What the task requires: Find every line in the records that holds the string "hood". Copy each one.

[Data excerpts]
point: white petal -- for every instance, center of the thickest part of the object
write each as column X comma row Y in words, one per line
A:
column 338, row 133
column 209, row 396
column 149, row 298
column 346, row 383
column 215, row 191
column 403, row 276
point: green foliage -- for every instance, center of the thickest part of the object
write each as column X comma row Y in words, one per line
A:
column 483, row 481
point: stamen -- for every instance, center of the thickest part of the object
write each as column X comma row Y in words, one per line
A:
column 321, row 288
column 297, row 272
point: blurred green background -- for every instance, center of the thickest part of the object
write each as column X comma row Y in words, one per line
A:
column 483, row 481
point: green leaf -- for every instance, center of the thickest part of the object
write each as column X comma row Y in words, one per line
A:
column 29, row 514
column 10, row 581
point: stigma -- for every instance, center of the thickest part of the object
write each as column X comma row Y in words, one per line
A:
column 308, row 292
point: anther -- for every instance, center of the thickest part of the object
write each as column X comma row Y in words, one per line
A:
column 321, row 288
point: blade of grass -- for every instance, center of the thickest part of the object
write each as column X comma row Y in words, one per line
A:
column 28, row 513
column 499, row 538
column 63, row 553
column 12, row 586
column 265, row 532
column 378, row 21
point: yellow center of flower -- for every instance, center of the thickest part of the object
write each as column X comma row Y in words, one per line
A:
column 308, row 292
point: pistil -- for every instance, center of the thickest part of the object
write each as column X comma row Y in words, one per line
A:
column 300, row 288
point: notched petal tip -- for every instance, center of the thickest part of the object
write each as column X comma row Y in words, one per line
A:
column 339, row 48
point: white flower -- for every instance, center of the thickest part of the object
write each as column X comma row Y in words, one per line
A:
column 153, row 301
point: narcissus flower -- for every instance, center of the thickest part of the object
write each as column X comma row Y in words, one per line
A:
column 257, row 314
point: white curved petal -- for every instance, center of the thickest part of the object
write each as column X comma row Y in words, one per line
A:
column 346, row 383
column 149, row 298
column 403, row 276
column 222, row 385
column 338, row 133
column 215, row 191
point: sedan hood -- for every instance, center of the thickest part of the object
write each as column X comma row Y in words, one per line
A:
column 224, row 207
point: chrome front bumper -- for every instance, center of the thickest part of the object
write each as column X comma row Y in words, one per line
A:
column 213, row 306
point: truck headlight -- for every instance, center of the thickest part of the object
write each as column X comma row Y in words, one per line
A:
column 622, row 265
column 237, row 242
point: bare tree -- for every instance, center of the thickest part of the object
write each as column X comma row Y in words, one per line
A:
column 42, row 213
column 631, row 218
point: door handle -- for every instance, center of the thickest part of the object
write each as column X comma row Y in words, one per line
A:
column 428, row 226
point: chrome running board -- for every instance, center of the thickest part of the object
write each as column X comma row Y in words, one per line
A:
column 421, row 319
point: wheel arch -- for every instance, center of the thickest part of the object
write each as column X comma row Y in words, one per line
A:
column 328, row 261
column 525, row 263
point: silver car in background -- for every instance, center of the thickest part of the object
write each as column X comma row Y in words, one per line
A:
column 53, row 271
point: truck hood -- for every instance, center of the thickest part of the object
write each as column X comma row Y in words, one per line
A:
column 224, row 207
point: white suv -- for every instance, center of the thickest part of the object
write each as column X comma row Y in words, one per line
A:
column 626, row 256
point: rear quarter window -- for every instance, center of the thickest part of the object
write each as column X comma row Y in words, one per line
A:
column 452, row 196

Written answer:
point: sedan hood -- for every instance, center of the thickest part of the object
point: truck hood -- for every instance, center of the thickest part of the object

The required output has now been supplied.